= ASSIGNMENT =
Nothing in the records should be left out; transcribe them exactly.
■ ■ ■
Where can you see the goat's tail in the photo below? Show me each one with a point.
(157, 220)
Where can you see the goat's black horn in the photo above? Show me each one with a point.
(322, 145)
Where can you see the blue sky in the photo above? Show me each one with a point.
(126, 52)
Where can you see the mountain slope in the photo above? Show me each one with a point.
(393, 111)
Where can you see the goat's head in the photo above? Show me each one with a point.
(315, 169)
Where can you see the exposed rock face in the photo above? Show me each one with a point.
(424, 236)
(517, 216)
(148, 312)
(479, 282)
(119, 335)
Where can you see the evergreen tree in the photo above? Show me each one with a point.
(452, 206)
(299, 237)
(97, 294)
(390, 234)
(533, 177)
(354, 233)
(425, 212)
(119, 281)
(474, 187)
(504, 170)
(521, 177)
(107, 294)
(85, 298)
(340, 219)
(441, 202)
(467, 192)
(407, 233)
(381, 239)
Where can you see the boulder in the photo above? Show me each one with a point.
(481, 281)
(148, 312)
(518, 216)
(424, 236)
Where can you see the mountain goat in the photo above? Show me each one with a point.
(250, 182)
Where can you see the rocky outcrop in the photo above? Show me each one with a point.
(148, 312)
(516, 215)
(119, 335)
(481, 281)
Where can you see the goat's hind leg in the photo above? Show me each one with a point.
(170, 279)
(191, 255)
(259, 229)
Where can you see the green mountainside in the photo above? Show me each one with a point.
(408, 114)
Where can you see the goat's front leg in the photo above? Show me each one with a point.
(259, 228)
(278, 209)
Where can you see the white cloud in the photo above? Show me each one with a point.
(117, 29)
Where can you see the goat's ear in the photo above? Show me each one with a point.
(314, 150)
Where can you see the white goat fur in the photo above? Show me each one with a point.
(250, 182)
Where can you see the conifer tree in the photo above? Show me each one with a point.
■ ■ ■
= RESPONSE BOX =
Where can you see the goat's tail in the photo below? Show me each one with a point.
(157, 220)
Where can you see the goat's black horn in the photo above? Show me each one with a point.
(322, 145)
Where can you see the blue sky in the photo above? Show me each one with a point.
(126, 52)
Where can you see the mountain slope in the photo above? Show me each one with a point.
(393, 111)
Where can you see the goat's head in the photo above? Show me each one with a point.
(315, 169)
Where can you see the exposed rock face in the photo above? Show me each one with a point.
(424, 236)
(517, 216)
(148, 312)
(479, 282)
(119, 335)
Where can you see the evergreen tree in the photo above? Show me each one with a point.
(452, 206)
(299, 237)
(97, 294)
(390, 234)
(533, 177)
(354, 233)
(425, 212)
(119, 281)
(474, 187)
(504, 170)
(521, 177)
(107, 294)
(85, 298)
(340, 219)
(441, 202)
(467, 192)
(407, 233)
(381, 239)
Where can you see the boulder in the photo above? Show me each one with a point.
(481, 281)
(148, 312)
(518, 216)
(424, 236)
Where can you see the mountain goat in the photo above? Show me each one with a point.
(250, 182)
Where can you see the rocky outcrop in the photo above? Show me each one with a point.
(148, 312)
(516, 215)
(119, 335)
(481, 281)
Where can you see the goat's hind leg in the photo above? Show me each one with a point.
(170, 279)
(191, 255)
(259, 229)
Where can you see the green mountainside in the photo above? Show me each one with a point.
(408, 114)
Where can you see the goat's front leg in the photo above? Show me each one with a point.
(259, 228)
(278, 209)
Where can you see the white cloud in the photo above? Show me each one with a point.
(117, 29)
Where can you see the goat's ear in the photo above? Show me each one with a point.
(314, 150)
Where can you see the white goat fur in the photo above? Show me each one with a point.
(250, 182)
Where can you see the conifer tree in the photo above? Show me each one with a point.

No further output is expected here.